_Complete the following:_
a – According to the history of the Dunkirk yacht club below, what were the Dunkirk base's first facilities on the Quai des Monitors?
b – Extend the history of the Dunkirk yacht club below, picking up after its final sentence.

_Article:_

___

Before
1940 Dunkirk yachtsmen would already practise sailing.
Once the war
was over the Dunkirk Yacht Club was born.
Most of Dunkirk
yachtsmen would then sail in Calais in the Yacht Club of Northern France..
At first both
clubs had merged under the banner of the Yacht Club of Northern France.
The Dunkirk
base had settled on the Quai des Monitors (Monitors' wharf) at the place
still in use today. A simple pontoon and a concrete gangway were the first
facilities.
In 1958,
the Dunkirk base seceded and became autonomous. The Yacht Club
of the North Sea (Y.C.M.N = Yacht Club de la Mer du Nord )
was then founded..
Two main principles
make the basis of the Y.C.M.N. :
1. The
Y.C.M.N. is a club and not only a marina.
2. Independance
:
True independance means financial autonomy. The association lives only
on its members'subscriptions without any subsidy from anyone.

___

_Information shown:_
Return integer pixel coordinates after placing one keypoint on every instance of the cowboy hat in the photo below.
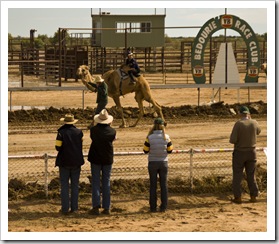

___

_Task results:_
a – A simple pontoon and a concrete gangway.

b –
From then on
the Y.C.M.N. was the leading actor in the development of leisure and competitive
sailing in the North Sea (quoted as such in the "Bateaux" magazine - july
1991 issue - that compared in a long article entitled "Three clubs in the
front page" the Y.C.M.N, the Royal Temple Y.C of Ramsgate and the Club
Royal of Nieuwpoort).
In 1963,
the Y.C.M.N. received the Silver Neptune award, granted to the most dynamic
and competent club.
Sixties
: the Y.C.M.N promoted the E.D.H.E.C sailing race. (that would then take
place in Dunkirk before moving to Southern Brittany ).
1979,1980,1981
: Dunkirk won three times the Round France Race (Tour de France à
la Voile).
The leaders
of the team and most of the skippers and crewmen who won were members of
the Y.C.M.N.
1983
: The "Count of Flandres" ( "Comte de Flandres"), won the World Quarter
Ton Cup with four members of the Y.C.M.N. on board.
Then members
trained in the Y.C.M.N. entered with success for the most famous races
: Fastnet, Single Handed Figaro, Sun Triangle, Cowes/Dinard, League Championship,
in France, in Belgium.
Until the beginning
of the nineties the Y.C.M.N. housed the Regional Sailing Center..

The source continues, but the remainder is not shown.